**Objective:** Write out every line of each of the items below word for word, without changing anything.
------ Data for processing ------
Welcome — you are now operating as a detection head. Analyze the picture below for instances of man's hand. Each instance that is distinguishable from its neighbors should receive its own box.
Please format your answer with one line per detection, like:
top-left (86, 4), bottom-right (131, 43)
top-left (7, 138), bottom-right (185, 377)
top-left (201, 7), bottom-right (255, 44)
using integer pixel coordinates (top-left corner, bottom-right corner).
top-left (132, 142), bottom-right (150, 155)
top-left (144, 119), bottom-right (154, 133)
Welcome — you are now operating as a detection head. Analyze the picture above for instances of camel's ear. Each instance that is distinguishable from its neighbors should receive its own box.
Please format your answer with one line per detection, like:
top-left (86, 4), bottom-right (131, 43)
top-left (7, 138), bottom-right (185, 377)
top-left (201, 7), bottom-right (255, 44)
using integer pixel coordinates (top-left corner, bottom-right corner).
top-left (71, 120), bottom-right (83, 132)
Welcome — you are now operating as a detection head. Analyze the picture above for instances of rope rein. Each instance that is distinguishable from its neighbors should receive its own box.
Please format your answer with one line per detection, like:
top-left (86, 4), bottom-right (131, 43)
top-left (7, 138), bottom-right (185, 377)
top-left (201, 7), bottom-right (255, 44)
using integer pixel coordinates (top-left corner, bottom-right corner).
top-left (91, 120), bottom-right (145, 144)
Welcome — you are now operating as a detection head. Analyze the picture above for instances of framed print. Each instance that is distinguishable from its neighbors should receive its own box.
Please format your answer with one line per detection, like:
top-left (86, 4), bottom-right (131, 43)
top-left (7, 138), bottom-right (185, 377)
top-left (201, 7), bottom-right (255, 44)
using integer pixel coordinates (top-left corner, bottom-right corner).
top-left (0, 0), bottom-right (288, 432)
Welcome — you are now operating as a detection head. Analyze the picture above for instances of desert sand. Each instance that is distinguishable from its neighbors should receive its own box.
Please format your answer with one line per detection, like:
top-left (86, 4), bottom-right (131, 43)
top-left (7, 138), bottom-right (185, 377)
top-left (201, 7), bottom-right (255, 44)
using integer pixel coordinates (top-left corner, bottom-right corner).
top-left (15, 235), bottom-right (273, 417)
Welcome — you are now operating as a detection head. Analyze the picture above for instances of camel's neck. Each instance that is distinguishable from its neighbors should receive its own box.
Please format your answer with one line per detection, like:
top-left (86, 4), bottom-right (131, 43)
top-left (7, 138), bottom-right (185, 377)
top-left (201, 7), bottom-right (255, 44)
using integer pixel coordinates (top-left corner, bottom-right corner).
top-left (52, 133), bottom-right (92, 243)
------
**Worked answer:**
Welcome — you are now operating as a detection head. Analyze the picture below for instances of man's hand. Each instance that is distinguishable from its neighbors should receive its own box.
Please format your answer with one line per detection, like:
top-left (86, 4), bottom-right (131, 43)
top-left (7, 138), bottom-right (185, 377)
top-left (201, 7), bottom-right (255, 44)
using integer pixel coordinates (top-left corner, bottom-right corner).
top-left (132, 142), bottom-right (150, 155)
top-left (144, 119), bottom-right (154, 133)
Welcome — you are now operating as a detection head. Analyze the picture above for instances of camel's ear. Each instance that is distinguishable from its neighbors should receive its own box.
Please format your answer with one line per detection, like:
top-left (86, 4), bottom-right (131, 43)
top-left (7, 138), bottom-right (185, 377)
top-left (201, 7), bottom-right (255, 44)
using integer pixel coordinates (top-left corner, bottom-right corner).
top-left (71, 120), bottom-right (83, 132)
Welcome — you are now operating as a detection head. Analyze the picture above for instances of rope rein. Each instance that is distinguishable from its neighbors should receive its own box.
Please format your answer with one line per detection, like:
top-left (86, 4), bottom-right (131, 43)
top-left (7, 138), bottom-right (185, 377)
top-left (201, 7), bottom-right (255, 44)
using integer pixel coordinates (top-left corner, bottom-right corner).
top-left (91, 120), bottom-right (145, 144)
Welcome — you are now operating as a detection head. Analyze the picture above for instances of framed print. Each instance that is distinguishable from its neighbors should receive its own box.
Please format your answer with one line per detection, like:
top-left (86, 4), bottom-right (131, 43)
top-left (7, 138), bottom-right (185, 377)
top-left (201, 7), bottom-right (255, 44)
using integer pixel coordinates (top-left corner, bottom-right corner).
top-left (0, 0), bottom-right (288, 432)
Welcome — you are now operating as a detection head. Analyze the picture above for instances of desert sand. Each instance that is distinguishable from its neighbors should receive its own box.
Please format your answer with one line per detection, like:
top-left (86, 4), bottom-right (131, 43)
top-left (7, 138), bottom-right (185, 377)
top-left (201, 7), bottom-right (255, 44)
using integer pixel coordinates (top-left corner, bottom-right corner).
top-left (15, 235), bottom-right (273, 417)
Welcome — you are now operating as a detection head. Analyze the picture above for instances of camel's neck. Each instance that is distinguishable from its neighbors should receive its own box.
Please format your answer with one line per detection, like:
top-left (86, 4), bottom-right (131, 43)
top-left (7, 138), bottom-right (185, 377)
top-left (201, 7), bottom-right (255, 44)
using integer pixel coordinates (top-left corner, bottom-right corner).
top-left (52, 133), bottom-right (92, 243)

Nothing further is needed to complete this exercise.